• **TEXT EXCERPT**:
Symantec / Dominator

The Dominator Config Management and Image Deployment System
Apache License 2.0
108 stars 19 forks source link

Add support for Prometheus metrics #432

Open SuperQ opened 6 years ago

SuperQ commented 6 years ago

It would be nice if the various services exposed a Prometheus /metrics endpoint. This would allow for easy monitoring and alerting, especially useful for Kubernetes users, who very often use Prometheus.

As the project is in Go, we have an efficient library for instrumenting code.

rgooch commented 6 years ago

I'm not really keen on that. I consider the tricorder/Scotty ecosystem a better solution (it supports more than floats and has a better UI for humans to discover and explore the available metrics for an application), and it follows the vision of more integrations in the metrics space (like integrating with the health-agent for health checking during rollouts). Also, I don't want to add another code dependency and bloat out the system. Note also that the tricorder library creates a /metrics endpoint already.

What might be a good alternative is to add the ability to push metrics from Scotty to Prometheus. The advantage of this approach is that none of the Dominator ecosystem components need to be changed.

Please take a look: https://github.com/Symantec/scotty https://docs.google.com/document/d/e/2PACX-1vQPhkHYiLK7aKHLECa9EFtSCBSPK-obgGB8C66d72Kl-ej9NikRKYGsuFj1R9aDTlGiZA7OmXrVw8P3/pub

SuperQ commented 6 years ago

You may be interested in the OpenMetrics format that is being worked on. We are adding support for uint64 there, which covers a couple of use cases where float64 isn't sufficient.

SuperQ commented 6 years ago

You may also be interested in our TSDB library as it's more than 15x as memory and storage efficient than the TSDB proposed in the scotty design doc. The key trick is that it separates sample values from metric indexing. This allows each 1k series block to contain only samples and timestamps, in a double-delta encoded compressed format. This reduces the per-sample space requirements to less than 1.1 bytes per sample (float64+uint64 epoch ms).

There's a good talk on the design from PromCon last year: https://promcon.io/2017-munich/talks/storing-16-bytes-at-scale/

• **RECORD EXCERPTS**:

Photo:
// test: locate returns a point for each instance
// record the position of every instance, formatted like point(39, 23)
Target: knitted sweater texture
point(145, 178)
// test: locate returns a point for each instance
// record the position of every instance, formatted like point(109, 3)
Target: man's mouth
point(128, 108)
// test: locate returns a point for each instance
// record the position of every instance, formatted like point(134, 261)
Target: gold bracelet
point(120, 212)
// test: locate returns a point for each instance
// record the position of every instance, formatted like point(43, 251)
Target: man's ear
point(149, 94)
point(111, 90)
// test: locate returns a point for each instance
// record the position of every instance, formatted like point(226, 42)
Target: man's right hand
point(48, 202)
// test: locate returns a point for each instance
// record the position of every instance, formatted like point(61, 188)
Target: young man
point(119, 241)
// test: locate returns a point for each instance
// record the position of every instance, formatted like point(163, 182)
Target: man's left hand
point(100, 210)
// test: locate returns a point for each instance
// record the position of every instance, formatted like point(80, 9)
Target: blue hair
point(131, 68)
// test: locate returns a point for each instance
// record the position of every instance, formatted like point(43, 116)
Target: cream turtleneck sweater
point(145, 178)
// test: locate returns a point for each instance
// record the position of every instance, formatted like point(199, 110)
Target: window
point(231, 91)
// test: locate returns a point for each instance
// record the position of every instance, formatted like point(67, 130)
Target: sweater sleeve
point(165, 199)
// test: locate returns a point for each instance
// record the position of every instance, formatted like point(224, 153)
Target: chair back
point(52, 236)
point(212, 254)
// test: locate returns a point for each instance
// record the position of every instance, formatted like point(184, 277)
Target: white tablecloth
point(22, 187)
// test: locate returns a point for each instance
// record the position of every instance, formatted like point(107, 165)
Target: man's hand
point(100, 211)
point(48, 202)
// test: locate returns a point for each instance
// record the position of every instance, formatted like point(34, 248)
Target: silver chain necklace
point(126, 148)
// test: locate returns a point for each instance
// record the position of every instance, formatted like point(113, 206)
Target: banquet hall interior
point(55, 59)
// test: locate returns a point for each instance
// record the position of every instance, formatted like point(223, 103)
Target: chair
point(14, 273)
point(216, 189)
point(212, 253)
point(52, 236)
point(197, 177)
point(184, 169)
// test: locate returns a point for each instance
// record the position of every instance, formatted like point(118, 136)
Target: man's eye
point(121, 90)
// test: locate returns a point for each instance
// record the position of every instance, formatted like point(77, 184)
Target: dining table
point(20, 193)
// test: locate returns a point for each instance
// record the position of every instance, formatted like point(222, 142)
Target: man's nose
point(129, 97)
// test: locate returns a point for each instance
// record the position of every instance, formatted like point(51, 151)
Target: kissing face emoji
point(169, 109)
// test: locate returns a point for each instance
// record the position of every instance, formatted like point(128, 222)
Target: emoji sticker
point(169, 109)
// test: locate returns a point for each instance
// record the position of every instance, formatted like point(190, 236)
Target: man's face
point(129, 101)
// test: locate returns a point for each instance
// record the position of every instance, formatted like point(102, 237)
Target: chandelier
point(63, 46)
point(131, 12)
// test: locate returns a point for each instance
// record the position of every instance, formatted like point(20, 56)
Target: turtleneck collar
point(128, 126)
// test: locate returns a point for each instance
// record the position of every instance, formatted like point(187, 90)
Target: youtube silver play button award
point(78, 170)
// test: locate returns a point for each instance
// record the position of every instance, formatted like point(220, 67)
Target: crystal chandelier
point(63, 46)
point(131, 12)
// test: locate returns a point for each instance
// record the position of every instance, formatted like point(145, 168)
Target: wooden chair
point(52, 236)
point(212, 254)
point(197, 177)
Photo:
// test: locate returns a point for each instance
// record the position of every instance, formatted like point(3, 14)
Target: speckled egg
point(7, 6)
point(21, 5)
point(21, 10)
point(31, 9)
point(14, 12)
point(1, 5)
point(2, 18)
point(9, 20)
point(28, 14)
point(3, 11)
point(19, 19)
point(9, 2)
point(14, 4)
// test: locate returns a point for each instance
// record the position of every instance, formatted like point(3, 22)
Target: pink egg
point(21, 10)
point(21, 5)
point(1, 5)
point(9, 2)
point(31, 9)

• **PROBLEMS**:
**1.** Answer these from the issue thread on Prometheus metrics:
(a) Which license is the project under?
(b) Which format being worked on is adding support for uint64?
(c) To less than how many bytes per sample does the TSDB library reduce the space requirement?
**2.** Extract everything in the records from the first line down to the line containing "point(120, 212)", keeping both ends.
The records are unrelated to the issue thread.

• **TASK-BY-TASK ANSWERS**:
**1.**
(a) Apache License 2.0
(b) OpenMetrics
(c) 1.1 bytes

**2.**
Photo:
// test: locate returns a point for each instance
// record the position of every instance, formatted like point(39, 23)
Target: knitted sweater texture
point(145, 178)
// test: locate returns a point for each instance
// record the position of every instance, formatted like point(109, 3)
Target: man's mouth
point(128, 108)
// test: locate returns a point for each instance
// record the position of every instance, formatted like point(134, 261)
Target: gold bracelet
point(120, 212)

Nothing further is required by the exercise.